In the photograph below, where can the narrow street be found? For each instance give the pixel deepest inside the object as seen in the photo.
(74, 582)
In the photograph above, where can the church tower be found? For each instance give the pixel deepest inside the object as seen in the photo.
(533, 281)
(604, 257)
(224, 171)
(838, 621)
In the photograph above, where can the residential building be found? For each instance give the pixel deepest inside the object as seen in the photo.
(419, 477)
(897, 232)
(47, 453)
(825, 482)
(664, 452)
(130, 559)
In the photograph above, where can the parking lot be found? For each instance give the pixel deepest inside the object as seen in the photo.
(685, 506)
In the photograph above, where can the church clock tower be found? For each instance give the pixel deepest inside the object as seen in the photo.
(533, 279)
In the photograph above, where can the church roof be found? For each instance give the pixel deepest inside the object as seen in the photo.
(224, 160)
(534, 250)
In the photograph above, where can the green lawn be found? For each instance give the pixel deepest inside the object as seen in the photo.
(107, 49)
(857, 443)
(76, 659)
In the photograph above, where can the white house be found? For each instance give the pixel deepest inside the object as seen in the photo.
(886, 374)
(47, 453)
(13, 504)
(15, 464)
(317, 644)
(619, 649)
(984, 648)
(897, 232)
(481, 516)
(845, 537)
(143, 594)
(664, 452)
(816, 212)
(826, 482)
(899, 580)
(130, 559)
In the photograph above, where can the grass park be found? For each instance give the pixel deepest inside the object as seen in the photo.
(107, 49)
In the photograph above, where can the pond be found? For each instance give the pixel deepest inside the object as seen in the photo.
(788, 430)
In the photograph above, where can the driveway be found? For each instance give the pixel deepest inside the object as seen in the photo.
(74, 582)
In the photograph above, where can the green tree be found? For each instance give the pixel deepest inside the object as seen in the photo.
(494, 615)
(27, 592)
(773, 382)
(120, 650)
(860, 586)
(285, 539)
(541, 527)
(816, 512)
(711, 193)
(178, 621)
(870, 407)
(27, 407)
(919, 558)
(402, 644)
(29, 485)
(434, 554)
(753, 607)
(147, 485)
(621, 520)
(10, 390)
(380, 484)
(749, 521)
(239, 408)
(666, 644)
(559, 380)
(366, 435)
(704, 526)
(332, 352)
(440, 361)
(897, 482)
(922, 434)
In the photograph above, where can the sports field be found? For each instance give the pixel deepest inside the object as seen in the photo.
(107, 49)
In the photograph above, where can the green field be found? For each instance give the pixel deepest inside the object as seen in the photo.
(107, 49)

◇ ◇ ◇ ◇

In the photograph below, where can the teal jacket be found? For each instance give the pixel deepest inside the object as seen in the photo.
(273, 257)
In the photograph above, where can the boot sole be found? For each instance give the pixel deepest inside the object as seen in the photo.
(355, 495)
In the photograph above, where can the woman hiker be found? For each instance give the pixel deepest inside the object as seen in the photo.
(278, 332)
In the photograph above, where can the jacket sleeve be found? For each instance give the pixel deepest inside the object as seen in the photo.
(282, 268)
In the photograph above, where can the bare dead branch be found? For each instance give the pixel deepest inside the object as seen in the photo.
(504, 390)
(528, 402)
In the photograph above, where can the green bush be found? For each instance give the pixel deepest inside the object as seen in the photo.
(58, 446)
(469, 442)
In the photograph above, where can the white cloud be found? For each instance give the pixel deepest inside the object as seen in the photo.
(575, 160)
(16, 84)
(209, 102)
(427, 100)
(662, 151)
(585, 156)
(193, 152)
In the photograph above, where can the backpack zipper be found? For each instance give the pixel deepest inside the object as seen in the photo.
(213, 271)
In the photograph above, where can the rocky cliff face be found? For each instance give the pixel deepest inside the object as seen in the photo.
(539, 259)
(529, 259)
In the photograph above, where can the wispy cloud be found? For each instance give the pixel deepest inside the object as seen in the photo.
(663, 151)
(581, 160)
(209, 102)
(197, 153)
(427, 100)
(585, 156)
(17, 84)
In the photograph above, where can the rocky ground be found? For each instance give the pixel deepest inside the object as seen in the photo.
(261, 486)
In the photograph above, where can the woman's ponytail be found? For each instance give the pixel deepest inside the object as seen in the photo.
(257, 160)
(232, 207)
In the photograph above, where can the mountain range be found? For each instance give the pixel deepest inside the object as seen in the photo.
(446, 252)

◇ ◇ ◇ ◇

● What you should do: Count the lines in the material above that contain the string "rocky", matching case exactly, and give only the number.

● Expected answer: 2